##### GEKOZEN TEKST
Gecombineerd systeem van ondergrondse opslag van drainagewater en oppervlakkige druppelirrigatie
Waterzuivering in de bodem door afbraak van nutriënten en bestrijdingsmiddelen
Opbrengstverhoging, vermindering mestgebruik en vermindering infectiekansen door gebruik druppelirrigatie
Breezand
Breezand is gelegen in één van de noordelijkste polders, van Hoogheemraadschap Hollands Noorderkwartier, die afhankelijk is van de aanvoer van IJsselmeerwater. Bollenteelt is de belangrijkste agrarische sector in Breezand en voldoende zoetwater is van vitaal belang voor de bollenteelt. In droge perioden kan het voorkomen dat er niet genoeg zoet water van voldoende kwaliteit beschikbaar is. Met behulp van Spaarwater wordt gewerkt aan zoetwaterbeschikbaarheid, efficiënte beregening met behulp van druppelirrigatie, bestrijding van verzilting, minder afspoeling van nutriënten en afbraak van schadelijke nutriënten. De pilot Breezand vindt plaats op het perceel van bollenteler Langeveld. Het betreft een perceel van ca. 2,7ha bollenteelt op zandgrond.
##########
##### GEGEVEN INFORMATIE
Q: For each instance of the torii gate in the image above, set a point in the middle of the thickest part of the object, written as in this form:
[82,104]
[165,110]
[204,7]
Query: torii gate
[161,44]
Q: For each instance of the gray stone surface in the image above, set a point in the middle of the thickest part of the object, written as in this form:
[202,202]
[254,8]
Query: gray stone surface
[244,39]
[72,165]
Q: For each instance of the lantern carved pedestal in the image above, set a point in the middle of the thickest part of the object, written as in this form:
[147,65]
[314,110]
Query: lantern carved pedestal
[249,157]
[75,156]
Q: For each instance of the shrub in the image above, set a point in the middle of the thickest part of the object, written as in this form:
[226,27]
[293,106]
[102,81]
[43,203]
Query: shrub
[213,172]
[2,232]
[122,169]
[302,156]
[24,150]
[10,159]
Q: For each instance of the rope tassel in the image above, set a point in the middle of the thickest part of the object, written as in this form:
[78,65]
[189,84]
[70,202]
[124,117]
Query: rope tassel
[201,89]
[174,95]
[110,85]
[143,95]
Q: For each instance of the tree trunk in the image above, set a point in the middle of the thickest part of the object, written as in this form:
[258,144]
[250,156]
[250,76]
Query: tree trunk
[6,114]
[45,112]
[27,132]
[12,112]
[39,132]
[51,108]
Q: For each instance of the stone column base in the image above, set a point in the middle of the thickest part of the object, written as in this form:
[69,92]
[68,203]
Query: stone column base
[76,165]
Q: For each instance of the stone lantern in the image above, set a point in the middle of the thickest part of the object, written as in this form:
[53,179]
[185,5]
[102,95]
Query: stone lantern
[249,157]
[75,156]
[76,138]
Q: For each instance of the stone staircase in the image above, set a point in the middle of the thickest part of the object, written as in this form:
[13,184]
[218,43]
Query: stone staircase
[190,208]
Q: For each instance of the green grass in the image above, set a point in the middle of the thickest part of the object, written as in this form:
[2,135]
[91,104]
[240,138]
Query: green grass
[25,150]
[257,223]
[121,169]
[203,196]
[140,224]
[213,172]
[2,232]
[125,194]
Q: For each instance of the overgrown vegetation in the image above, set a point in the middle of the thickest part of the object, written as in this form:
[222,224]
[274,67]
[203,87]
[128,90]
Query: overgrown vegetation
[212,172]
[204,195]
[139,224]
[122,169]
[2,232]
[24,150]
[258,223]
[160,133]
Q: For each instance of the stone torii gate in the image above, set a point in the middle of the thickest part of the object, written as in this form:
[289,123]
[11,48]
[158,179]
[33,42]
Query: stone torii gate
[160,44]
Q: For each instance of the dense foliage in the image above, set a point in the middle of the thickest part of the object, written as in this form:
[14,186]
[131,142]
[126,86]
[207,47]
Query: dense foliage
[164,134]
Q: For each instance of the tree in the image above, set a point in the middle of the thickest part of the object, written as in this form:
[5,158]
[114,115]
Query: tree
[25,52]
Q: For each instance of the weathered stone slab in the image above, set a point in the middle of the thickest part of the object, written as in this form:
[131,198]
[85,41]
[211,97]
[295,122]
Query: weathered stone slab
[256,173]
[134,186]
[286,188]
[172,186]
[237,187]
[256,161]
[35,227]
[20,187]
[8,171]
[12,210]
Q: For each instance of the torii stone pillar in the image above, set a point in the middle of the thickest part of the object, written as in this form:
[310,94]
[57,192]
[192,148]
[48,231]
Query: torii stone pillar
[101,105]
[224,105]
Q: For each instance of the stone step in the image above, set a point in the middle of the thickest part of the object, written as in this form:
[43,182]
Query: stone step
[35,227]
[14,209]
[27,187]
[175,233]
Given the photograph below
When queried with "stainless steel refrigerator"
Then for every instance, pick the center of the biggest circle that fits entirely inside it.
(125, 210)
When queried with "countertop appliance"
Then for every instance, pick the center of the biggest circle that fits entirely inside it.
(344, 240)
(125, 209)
##########
**OPDRACHT:** Hoe groot is het perceel van de pilot volgens de tekst over Breezand? De records staan helemaal los van de tekst.

**ANTWOORD:** Ongeveer 2,7 hectare.